No-Budget-Thriller „Martyrium“ des Oberpfälzer FlossenTV

Regensburg/Ursensollen/Neustadt/WN. Ein Mord in Regensburg. Die Domstadt als Schauplatz eines Thrillers rund um ein Gemälde Albrecht Altdorfers, des größten Konkurrenten Dürers. Die Täter: Das YouTube-Kollektiv FlossenTV um den Neustädter Johannes Haider und den Ursensollener Daniel Reichenberger.

Martyrium-Hauptdarsteller: Johannes Haider aus NEW alias Maik und Daniel-Reichenberger aus Ursensollen alias Markus Lehmann. Bild: FlossenTV

Daniel, euer Film-Team nennt sich FlossenTV – ihr kommt aber nicht aus Floß?

Daniel Reichenberger: Nein, Ich komme aus Ursensollen. Obwohl ich das Flosser Bier sehr gern trinke … Der Kanal heißt FlossenTV, weil wir – Adrian, Daniel, Johannes und Lucas – schon vor der Gründung unseres Kanals befreundet waren und eine WhatsApp Gruppe Namens „Die famosen Flossengenossen“ hatten. Den Namen haben wir dann vor fünf Jahren abgewandelt in „FlossenTV – Geschichte erleben“. Seitdem produzieren wir fast jede Woche ein Video.

Weshalb spielt die Geschichte bei euch eine Hauptrolle?

Daniel Reichenberger: Die meisten von uns haben Geschichte an der Uni Regensburg studiert. Wir wollten uns aber bewusst nicht „Geschichte einfach erklärt“ oder so was in die Richtung nennen – weil wir mehr bieten wollen als nur die harten Fakten.

- _Aufgabe 1_:
In wie vielen Zeilen der Auflistung kommt die Zeichenfolge „window“ vor? Zähle sie unter Beachtung der Groß- und Kleinschreibung und nenne nur die Zahl.
Der Text und die Auflistung haben nichts miteinander zu tun.

- _Aufgabendaten_:

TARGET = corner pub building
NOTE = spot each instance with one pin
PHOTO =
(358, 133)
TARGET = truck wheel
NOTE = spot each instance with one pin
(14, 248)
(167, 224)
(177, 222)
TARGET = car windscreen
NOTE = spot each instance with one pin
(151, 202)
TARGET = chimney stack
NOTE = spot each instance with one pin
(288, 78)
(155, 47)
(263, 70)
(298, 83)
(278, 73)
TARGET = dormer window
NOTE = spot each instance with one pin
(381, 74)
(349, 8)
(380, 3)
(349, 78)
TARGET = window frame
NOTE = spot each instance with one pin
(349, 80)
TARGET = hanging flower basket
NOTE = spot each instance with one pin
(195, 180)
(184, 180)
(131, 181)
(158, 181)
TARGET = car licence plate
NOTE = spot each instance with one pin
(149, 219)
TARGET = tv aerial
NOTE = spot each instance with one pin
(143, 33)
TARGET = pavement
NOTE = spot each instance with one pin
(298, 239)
--
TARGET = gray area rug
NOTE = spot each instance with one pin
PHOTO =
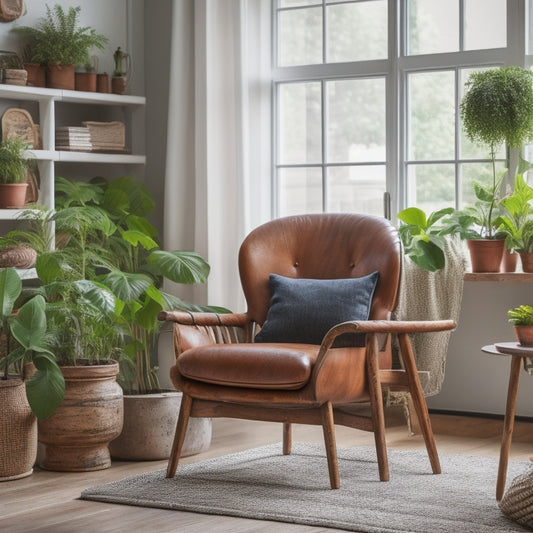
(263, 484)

- _Aufgabe 2_:
Gib im Text über FlossenTV alles von „Daniel, euer Film-Team“ bis hinunter zu „Woche ein Video.“ wieder und ändere dabei „WhatsApp Gruppe“ in „Chatgruppe“.

- _Lösung 1_:
2

- _Lösung 2_:
Daniel, euer Film-Team nennt sich FlossenTV – ihr kommt aber nicht aus Floß?

Daniel Reichenberger: Nein, Ich komme aus Ursensollen. Obwohl ich das Flosser Bier sehr gern trinke … Der Kanal heißt FlossenTV, weil wir – Adrian, Daniel, Johannes und Lucas – schon vor der Gründung unseres Kanals befreundet waren und eine Chatgruppe Namens „Die famosen Flossengenossen“ hatten. Den Namen haben wir dann vor fünf Jahren abgewandelt in „FlossenTV – Geschichte erleben“. Seitdem produzieren wir fast jede Woche ein Video.